▸ **DIRECTIVE**
Write out all of the records below word for word, without changing a single line.

((

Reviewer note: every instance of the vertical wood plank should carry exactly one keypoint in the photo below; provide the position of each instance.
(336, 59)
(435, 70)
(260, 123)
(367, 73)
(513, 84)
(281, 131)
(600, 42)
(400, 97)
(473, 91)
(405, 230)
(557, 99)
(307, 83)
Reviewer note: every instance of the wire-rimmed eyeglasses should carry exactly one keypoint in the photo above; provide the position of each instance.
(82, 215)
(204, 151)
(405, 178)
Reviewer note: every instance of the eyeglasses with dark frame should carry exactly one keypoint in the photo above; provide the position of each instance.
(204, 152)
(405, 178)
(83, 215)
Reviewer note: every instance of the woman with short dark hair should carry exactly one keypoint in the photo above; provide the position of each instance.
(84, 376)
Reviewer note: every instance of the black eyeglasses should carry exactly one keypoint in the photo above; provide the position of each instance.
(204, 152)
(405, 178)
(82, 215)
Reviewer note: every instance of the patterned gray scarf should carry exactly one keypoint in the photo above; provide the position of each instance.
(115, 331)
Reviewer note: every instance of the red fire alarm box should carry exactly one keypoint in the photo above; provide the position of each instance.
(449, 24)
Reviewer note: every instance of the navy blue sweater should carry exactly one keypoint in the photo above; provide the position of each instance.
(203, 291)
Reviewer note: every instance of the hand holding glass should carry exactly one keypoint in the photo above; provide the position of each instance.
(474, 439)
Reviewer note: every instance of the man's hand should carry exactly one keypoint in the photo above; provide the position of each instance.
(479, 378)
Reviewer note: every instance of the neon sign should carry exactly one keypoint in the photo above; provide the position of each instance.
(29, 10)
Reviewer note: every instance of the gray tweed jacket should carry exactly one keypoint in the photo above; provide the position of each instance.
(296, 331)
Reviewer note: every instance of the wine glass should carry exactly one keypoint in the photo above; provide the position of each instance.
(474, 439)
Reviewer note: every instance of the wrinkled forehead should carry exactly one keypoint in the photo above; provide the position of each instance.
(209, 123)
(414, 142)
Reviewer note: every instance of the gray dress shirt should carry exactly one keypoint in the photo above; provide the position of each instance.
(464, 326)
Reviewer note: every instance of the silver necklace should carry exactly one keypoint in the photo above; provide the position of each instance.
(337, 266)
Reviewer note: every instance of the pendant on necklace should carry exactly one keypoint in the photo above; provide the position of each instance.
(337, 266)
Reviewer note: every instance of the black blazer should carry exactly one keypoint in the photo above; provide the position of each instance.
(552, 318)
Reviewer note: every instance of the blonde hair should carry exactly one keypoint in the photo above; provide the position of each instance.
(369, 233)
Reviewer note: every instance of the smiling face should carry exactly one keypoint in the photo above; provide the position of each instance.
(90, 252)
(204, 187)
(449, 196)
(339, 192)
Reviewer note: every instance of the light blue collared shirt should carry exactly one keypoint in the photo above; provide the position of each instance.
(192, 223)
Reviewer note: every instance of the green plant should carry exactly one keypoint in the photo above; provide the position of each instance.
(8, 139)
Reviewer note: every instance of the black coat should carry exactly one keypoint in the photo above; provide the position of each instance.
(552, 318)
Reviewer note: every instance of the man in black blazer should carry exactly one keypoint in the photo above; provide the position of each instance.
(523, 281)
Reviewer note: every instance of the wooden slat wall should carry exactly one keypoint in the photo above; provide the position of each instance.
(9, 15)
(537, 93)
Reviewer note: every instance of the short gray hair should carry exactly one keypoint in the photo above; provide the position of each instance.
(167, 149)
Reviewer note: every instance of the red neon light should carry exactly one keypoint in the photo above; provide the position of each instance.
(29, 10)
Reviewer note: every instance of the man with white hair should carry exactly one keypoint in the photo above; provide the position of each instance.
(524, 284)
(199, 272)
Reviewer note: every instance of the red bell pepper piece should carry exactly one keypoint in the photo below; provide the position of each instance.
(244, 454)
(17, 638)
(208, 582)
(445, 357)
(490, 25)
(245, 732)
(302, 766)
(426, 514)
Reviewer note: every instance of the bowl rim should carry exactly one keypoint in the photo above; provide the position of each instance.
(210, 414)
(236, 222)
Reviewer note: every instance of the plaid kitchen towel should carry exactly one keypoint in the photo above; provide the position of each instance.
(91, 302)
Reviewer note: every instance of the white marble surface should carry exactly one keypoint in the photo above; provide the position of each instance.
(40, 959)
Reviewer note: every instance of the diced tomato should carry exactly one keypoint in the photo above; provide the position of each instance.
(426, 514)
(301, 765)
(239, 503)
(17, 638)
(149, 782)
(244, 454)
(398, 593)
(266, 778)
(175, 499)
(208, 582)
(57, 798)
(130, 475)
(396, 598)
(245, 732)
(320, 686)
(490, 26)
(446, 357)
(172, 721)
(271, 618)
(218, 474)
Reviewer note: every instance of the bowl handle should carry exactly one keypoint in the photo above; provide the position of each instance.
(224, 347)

))

▸ **OUTPUT**
Reviewer note: every instance of the vertical wood plank should carry exactly one keypoint in the photo below; provide the position of each instance.
(336, 59)
(435, 70)
(260, 123)
(367, 73)
(513, 84)
(281, 131)
(600, 42)
(400, 97)
(473, 91)
(405, 230)
(557, 99)
(307, 83)
Reviewer note: every instance of the wire-rimmed eyeglasses should carry exactly one keypoint in the photo above; provide the position of each instance.
(82, 215)
(204, 151)
(405, 178)
Reviewer note: every instance of the eyeglasses with dark frame should carry exactly one keypoint in the photo above; provide the position of each instance.
(204, 152)
(405, 178)
(83, 215)
Reviewer note: every instance of the woman with short dark hair should carry exactly one keypoint in the photo above; provide the position of each instance.
(84, 376)
Reviewer note: every instance of the black eyeglasses should carry exactly one keypoint in the photo above; provide the position of each instance.
(204, 152)
(405, 178)
(82, 215)
Reviewer note: every instance of the patterned gray scarf should carry exactly one keypoint in the photo above; provide the position of each instance.
(115, 331)
Reviewer note: every instance of the red fire alarm box should carry exactly one keypoint in the photo above; provide the position of each instance.
(449, 24)
Reviewer note: every instance of the navy blue sweater should carry exactly one keypoint in the photo above; provide the position of each instance.
(203, 291)
Reviewer note: every instance of the hand holding glass should carry exactly one keypoint in the photo above; provide the position of each instance.
(474, 439)
Reviewer note: every instance of the man's hand should carry exactly one keypoint in the photo above; provide the position of each instance.
(479, 378)
Reviewer note: every instance of the neon sign should carry exactly one keypoint in the photo above; provide the position of each instance.
(29, 10)
Reviewer note: every instance of the gray tweed jacket should carry exactly one keypoint in the photo above; provide the position of each instance.
(296, 331)
Reviewer note: every instance of the wine glass should carry exactly one keypoint in the photo above; provide the position of each instance.
(474, 439)
Reviewer note: every instance of the wrinkled forehead should carry exactly one keypoint in the photo above; provide the position of each instance.
(209, 123)
(414, 142)
Reviewer note: every instance of the gray dress shirt should carry exactly one keypoint in the photo above; provide the position of each instance.
(464, 326)
Reviewer note: every instance of the silver necklace should carry exactly one keypoint in the photo above; provide the position of each instance.
(337, 266)
Reviewer note: every instance of the pendant on necklace should carry exactly one keypoint in the photo above; provide the position of each instance.
(337, 266)
Reviewer note: every instance of the black blazer should carry exactly one keypoint in the photo above; provide the position of each instance.
(552, 318)
Reviewer note: every instance of the blonde hair should carry exactly one keypoint in the photo above; provide the position of each instance.
(369, 233)
Reviewer note: every instance of the smiling face should carry exactly one keypoint in the photo above; provide the position of each instance.
(90, 252)
(204, 187)
(449, 196)
(339, 192)
Reviewer note: every instance of the light blue collared shirt should carry exactly one keypoint in the photo above; provide the position of each instance.
(192, 223)
Reviewer note: every instance of the green plant should carry exactly one keypoint in the photo above; provide the position of each instance.
(8, 139)
Reviewer note: every instance of the black coat should carry exactly one keypoint in the photo above; provide the position of each instance.
(552, 318)
Reviewer note: every instance of the man in black blazer should carry exactly one keypoint in the photo above; provide the position of each instance.
(523, 281)
Reviewer note: every instance of the wooden slat wall should carry exactly one keypoint in the photo above; provide the position of each instance.
(9, 15)
(537, 93)
Reviewer note: every instance of the short gray hair should carry exactly one keypoint in the photo above; provide the position of each instance.
(167, 149)
Reviewer note: every instance of the red neon light should carry exactly one keypoint in the photo above; provide the position of each instance.
(29, 10)
Reviewer note: every instance of the man with white hair should carry exactly one keypoint in the photo above; provide the position of each instance.
(524, 284)
(199, 272)
Reviewer note: every instance of the red bell pepper piece should carry exactly one keypoint in the photo below; provide the position of each instance.
(244, 454)
(17, 638)
(208, 582)
(445, 357)
(490, 25)
(245, 732)
(302, 766)
(426, 514)
Reviewer note: every instance of the bowl rim should carry exactly one keypoint in the photo above; provide the position of each instance.
(210, 414)
(236, 222)
Reviewer note: every instance of the plaid kitchen towel should carry exactly one keypoint in the photo above; provide the position of each instance.
(91, 302)
Reviewer note: every instance of the white marble surface should carry exactly one keypoint in the photo above; provide the position of each instance.
(40, 959)
Reviewer note: every instance of the diced tomato should carry exactly one keypoint in the photo above; provide the position of each instance.
(426, 514)
(301, 765)
(239, 503)
(17, 638)
(149, 782)
(244, 454)
(398, 593)
(266, 778)
(175, 499)
(208, 582)
(57, 798)
(130, 475)
(396, 598)
(245, 732)
(320, 686)
(490, 26)
(446, 357)
(172, 721)
(271, 618)
(218, 474)
Reviewer note: every instance of the bowl handle should carry exactly one keypoint in the photo above; provide the position of each instance.
(224, 347)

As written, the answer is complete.